Stored data

───

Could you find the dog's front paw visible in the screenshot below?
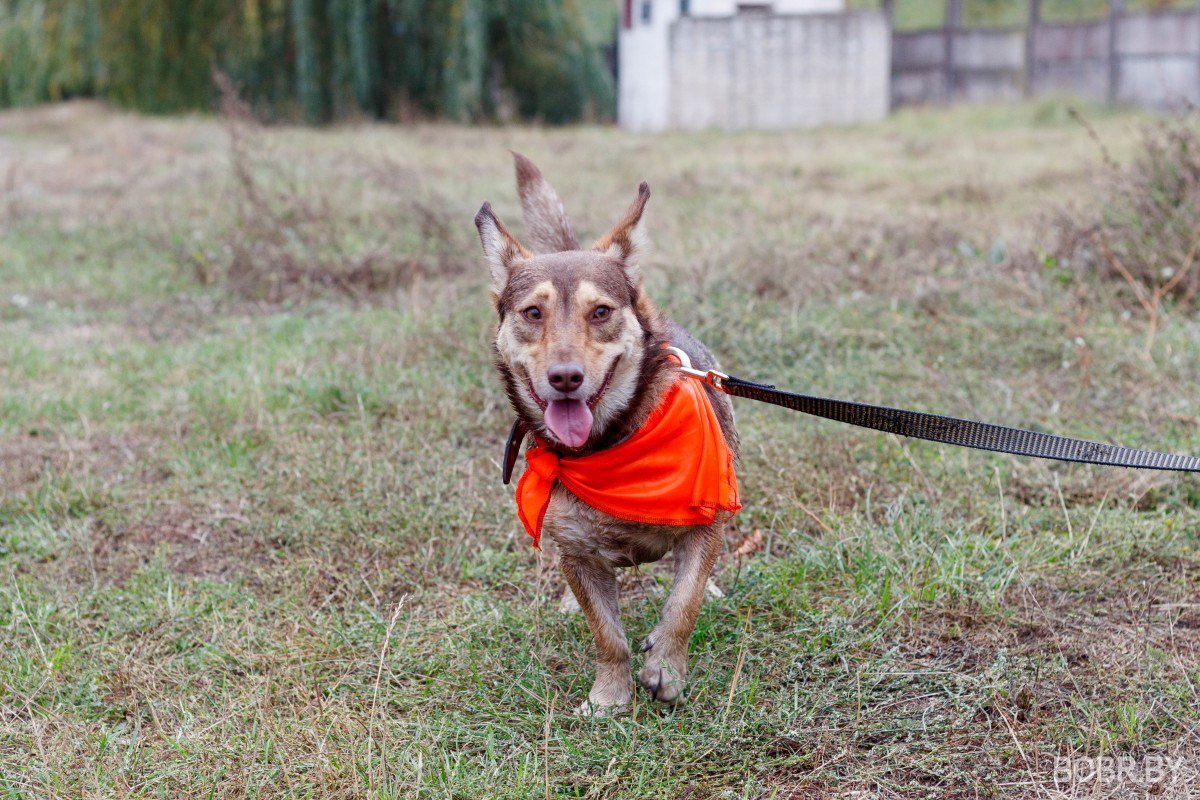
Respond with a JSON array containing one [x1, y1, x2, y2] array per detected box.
[[575, 672, 632, 718], [638, 647, 688, 704], [573, 697, 629, 718]]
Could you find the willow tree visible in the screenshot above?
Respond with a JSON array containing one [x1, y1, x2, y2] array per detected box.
[[0, 0, 614, 122]]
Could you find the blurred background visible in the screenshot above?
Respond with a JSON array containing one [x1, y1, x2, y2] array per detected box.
[[0, 0, 617, 123], [3, 0, 1199, 128]]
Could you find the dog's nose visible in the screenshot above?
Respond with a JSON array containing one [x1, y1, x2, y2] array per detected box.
[[547, 363, 585, 393]]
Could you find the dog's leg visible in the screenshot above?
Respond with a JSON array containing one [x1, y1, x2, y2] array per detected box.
[[559, 556, 632, 716], [638, 524, 723, 704]]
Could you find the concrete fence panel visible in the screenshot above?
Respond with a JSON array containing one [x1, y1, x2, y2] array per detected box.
[[668, 13, 890, 130], [953, 29, 1024, 70], [1029, 20, 1110, 101], [1032, 21, 1109, 61], [951, 29, 1024, 100], [892, 31, 948, 105], [1119, 55, 1200, 107], [896, 6, 1200, 111], [893, 28, 1024, 104], [1117, 10, 1199, 56], [893, 30, 947, 67], [1030, 60, 1110, 101], [620, 2, 1200, 130]]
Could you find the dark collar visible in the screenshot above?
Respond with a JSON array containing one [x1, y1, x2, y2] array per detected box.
[[501, 418, 529, 484]]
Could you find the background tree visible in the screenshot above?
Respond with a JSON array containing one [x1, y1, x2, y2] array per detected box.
[[0, 0, 614, 123]]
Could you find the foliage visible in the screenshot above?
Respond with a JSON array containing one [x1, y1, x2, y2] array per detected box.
[[201, 74, 471, 301], [1095, 113, 1200, 302], [0, 0, 614, 122], [1057, 111, 1200, 321]]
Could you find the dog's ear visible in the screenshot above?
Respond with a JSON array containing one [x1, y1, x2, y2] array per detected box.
[[475, 202, 529, 300], [593, 182, 650, 286], [512, 152, 579, 253]]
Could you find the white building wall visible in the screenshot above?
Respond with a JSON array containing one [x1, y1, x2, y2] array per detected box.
[[687, 0, 844, 14], [619, 0, 885, 132], [669, 13, 889, 130], [774, 0, 845, 12], [618, 1, 680, 132]]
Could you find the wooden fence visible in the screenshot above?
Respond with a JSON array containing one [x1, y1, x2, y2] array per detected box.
[[887, 0, 1200, 108]]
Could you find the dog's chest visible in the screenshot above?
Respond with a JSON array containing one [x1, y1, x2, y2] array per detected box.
[[543, 484, 679, 567]]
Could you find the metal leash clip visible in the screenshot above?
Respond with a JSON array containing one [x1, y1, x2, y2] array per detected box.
[[665, 346, 729, 390]]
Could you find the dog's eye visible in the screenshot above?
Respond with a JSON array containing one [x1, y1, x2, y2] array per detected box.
[[591, 305, 611, 321], [522, 306, 543, 322]]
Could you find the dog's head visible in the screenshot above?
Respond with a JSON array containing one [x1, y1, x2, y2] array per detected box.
[[475, 154, 662, 451]]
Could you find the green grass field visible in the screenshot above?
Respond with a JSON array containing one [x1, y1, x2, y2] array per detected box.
[[2, 99, 1199, 798]]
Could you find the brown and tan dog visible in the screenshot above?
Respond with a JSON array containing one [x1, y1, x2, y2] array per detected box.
[[475, 154, 739, 715]]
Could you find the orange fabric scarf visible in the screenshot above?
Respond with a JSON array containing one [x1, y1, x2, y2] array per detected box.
[[515, 375, 740, 548]]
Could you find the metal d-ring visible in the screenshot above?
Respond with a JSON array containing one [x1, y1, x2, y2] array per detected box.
[[664, 346, 729, 390]]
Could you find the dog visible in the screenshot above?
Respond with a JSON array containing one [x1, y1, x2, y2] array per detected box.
[[475, 154, 741, 715]]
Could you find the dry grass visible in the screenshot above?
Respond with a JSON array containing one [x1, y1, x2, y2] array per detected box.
[[1, 99, 1199, 798], [206, 75, 470, 303], [1055, 111, 1200, 326]]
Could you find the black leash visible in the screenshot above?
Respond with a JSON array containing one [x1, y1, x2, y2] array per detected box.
[[501, 352, 1200, 484], [717, 374, 1200, 472], [667, 347, 1200, 474]]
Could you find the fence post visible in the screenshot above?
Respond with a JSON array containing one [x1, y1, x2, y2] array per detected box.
[[1025, 0, 1041, 97], [945, 0, 962, 102], [1107, 0, 1124, 105]]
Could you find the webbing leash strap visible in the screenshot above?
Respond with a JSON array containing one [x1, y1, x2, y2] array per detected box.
[[718, 375, 1200, 472], [664, 348, 1200, 474]]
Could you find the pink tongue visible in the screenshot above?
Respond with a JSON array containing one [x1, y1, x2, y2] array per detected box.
[[544, 399, 593, 448]]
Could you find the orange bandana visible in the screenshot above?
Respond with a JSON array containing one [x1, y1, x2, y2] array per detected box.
[[515, 375, 741, 548]]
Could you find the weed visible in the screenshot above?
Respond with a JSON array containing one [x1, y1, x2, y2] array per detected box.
[[1061, 110, 1200, 322], [207, 73, 470, 302]]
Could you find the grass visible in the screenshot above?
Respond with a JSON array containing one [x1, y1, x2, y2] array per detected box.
[[2, 98, 1200, 798]]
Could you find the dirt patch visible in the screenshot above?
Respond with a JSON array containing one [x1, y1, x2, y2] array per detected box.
[[902, 570, 1200, 759], [0, 429, 148, 496], [0, 430, 274, 583], [1002, 578, 1200, 673], [92, 500, 278, 583], [912, 571, 1200, 667], [757, 573, 1200, 797]]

───

#### Work required:
Search the entries above for the word "fence", and copy every line where it occurs.

#### Output of the exercise:
Could you find the concrete fence panel visible in the screenshot above?
Could you find the wooden fence visible in the screenshot above?
Could you find the fence post visible in the screenshot above?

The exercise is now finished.